START DATA

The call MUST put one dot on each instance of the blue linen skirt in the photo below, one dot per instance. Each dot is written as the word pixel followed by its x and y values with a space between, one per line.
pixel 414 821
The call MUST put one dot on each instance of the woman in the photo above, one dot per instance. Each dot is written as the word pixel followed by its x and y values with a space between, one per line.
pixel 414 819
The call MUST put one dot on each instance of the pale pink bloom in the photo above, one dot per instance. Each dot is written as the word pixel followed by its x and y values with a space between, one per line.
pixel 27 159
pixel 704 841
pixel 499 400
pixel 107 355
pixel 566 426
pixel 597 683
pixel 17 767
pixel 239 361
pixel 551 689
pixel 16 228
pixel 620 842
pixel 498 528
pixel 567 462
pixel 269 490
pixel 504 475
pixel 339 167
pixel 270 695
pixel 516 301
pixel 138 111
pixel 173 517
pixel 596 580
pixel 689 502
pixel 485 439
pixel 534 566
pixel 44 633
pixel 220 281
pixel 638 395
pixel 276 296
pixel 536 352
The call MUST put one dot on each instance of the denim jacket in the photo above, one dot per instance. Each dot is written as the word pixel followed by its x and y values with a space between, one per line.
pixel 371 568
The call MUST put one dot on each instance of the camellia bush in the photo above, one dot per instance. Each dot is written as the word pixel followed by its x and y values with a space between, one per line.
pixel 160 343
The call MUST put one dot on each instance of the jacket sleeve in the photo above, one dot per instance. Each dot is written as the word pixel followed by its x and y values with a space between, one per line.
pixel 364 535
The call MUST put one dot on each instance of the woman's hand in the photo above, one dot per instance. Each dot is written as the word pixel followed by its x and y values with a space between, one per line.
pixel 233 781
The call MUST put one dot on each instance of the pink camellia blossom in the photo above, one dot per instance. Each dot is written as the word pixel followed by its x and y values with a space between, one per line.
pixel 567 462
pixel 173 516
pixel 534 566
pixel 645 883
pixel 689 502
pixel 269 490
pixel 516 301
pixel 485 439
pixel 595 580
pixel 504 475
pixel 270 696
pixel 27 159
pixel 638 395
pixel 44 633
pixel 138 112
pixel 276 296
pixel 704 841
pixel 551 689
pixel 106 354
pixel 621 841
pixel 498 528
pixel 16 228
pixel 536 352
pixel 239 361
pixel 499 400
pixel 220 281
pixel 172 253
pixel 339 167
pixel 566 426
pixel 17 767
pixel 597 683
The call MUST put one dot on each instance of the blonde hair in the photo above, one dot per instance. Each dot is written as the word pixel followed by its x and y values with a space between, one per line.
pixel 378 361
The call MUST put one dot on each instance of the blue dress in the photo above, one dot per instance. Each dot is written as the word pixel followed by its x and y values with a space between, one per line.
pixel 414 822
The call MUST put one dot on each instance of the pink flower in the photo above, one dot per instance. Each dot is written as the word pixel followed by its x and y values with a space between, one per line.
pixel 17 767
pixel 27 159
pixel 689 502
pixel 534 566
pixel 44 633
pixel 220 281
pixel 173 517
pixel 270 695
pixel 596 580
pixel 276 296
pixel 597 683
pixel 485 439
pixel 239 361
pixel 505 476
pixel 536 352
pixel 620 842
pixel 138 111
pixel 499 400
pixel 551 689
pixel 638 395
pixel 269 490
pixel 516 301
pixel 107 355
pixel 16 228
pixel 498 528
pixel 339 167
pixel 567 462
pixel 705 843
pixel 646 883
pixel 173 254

END DATA

- [EXERCISE INSTRUCTIONS]: Could you arrange all the lines above as a two-column CSV with the headers line_text and answer? Give one row for each line that asks for dots, with its text in one quoted field and the answer entries that follow it in the other, and replace line breaks with spaces.

- [COMPLETE ANSWER]:
line_text,answer
"The call MUST put one dot on each instance of the blue linen skirt in the photo below, one dot per instance. Each dot is written as the word pixel followed by its x and y values with a space between, one per line.","pixel 414 821"
"The call MUST put one dot on each instance of the woman in the photo above, one dot per instance. Each dot is written as the word pixel followed by its x and y values with a space between, one per line.","pixel 414 819"
"The call MUST put one dot on each instance of the pale pink bloom in the photo above, one dot per instance. Each dot is written as the word pixel followed by its x and y values with a space between, one per line.","pixel 27 159 pixel 704 841 pixel 499 400 pixel 107 355 pixel 566 426 pixel 597 683 pixel 17 767 pixel 239 361 pixel 551 689 pixel 16 228 pixel 620 842 pixel 498 528 pixel 567 462 pixel 269 490 pixel 504 475 pixel 339 167 pixel 270 695 pixel 516 301 pixel 138 111 pixel 173 517 pixel 596 580 pixel 689 502 pixel 485 439 pixel 534 566 pixel 44 633 pixel 220 281 pixel 638 395 pixel 276 296 pixel 536 352"
"The call MUST put one dot on each instance of the denim jacket in the photo above, one dot per instance. Each dot is written as the word pixel followed by its x and y values with a space between, one per line.","pixel 371 568"
"The call MUST put one dot on each instance of the camellia bush in the photo above, one dot per instance. Each dot is written as the word pixel followed by its x and y values with a space between, one per line.","pixel 160 343"
"The call MUST put one dot on each instance of the jacket sleeve in the photo above, one dot per instance. Each dot is written as the word pixel followed by its x and y values with a space between, one per line.","pixel 364 535"
"The call MUST put one dot on each instance of the woman's hand in the photo above, one dot per instance. Each dot is written as the word pixel followed by its x and y values with a space between, one per line.","pixel 233 781"
"The call MUST put one dot on each instance of the pink camellia blossom in the photo above, one dot per instance. Each dot is written as the word pixel followed by its x and y values with a space between, one per line.","pixel 567 462 pixel 173 516 pixel 534 566 pixel 645 883 pixel 689 502 pixel 269 490 pixel 516 301 pixel 485 439 pixel 595 580 pixel 504 475 pixel 270 696 pixel 27 159 pixel 638 395 pixel 44 633 pixel 138 112 pixel 276 296 pixel 704 841 pixel 551 689 pixel 106 354 pixel 621 841 pixel 498 528 pixel 16 228 pixel 536 352 pixel 239 361 pixel 499 400 pixel 220 281 pixel 172 253 pixel 339 167 pixel 566 426 pixel 17 767 pixel 597 683"
"The call MUST put one dot on each instance of the blonde hair in the photo above, one dot per instance. Each dot is written as the word pixel followed by its x and y values with a space between, one per line.","pixel 378 361"
"The call MUST put one dot on each instance of the blue dress in the photo above, one dot per instance. Each dot is written as the word pixel followed by its x and y values with a space between, one per line.","pixel 414 822"
"The call MUST put one dot on each instance of the pink flower in the photo above, one dot per instance. Each dot is written as the word pixel followed by its x and y values with a space between, one per line.","pixel 17 767 pixel 27 159 pixel 689 502 pixel 534 566 pixel 44 633 pixel 220 281 pixel 173 517 pixel 270 695 pixel 596 580 pixel 276 296 pixel 597 683 pixel 485 439 pixel 239 361 pixel 505 476 pixel 536 352 pixel 620 842 pixel 138 111 pixel 499 400 pixel 551 689 pixel 638 395 pixel 269 490 pixel 516 301 pixel 107 355 pixel 16 228 pixel 498 528 pixel 339 167 pixel 567 462 pixel 705 843 pixel 646 883 pixel 173 254"